■ **What to work on**
Extract every line of the records below that contains the string "rope".

■ **Material for the task**

-------------------------

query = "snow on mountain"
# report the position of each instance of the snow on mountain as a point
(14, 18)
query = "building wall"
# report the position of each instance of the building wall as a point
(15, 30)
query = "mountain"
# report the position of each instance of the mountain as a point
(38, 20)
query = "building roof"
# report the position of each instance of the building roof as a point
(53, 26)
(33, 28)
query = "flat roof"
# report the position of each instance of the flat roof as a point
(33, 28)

-------------------------

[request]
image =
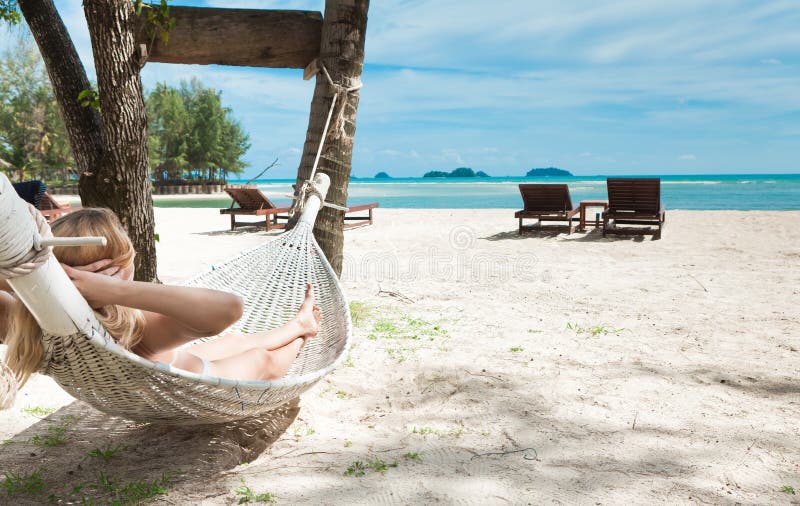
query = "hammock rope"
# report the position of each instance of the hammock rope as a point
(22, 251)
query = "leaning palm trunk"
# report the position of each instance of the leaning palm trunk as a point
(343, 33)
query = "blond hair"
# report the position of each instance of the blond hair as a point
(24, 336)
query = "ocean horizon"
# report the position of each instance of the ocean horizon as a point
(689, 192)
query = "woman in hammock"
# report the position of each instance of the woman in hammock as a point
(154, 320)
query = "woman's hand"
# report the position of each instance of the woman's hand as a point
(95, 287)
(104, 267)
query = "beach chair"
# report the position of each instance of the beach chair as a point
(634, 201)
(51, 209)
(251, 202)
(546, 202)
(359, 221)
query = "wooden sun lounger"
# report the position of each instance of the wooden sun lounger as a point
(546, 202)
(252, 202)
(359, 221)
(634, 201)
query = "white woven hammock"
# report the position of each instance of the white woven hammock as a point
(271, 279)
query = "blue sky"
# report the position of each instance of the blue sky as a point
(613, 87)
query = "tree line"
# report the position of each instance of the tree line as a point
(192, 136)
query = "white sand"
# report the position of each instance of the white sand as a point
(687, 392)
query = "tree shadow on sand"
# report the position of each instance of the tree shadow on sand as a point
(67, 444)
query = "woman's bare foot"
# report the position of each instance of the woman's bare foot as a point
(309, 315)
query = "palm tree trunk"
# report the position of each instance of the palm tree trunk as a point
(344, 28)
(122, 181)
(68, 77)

-------------------------

■ **Result**
query = "hammock rope"
# report the position of each instance of the hammock rope as a point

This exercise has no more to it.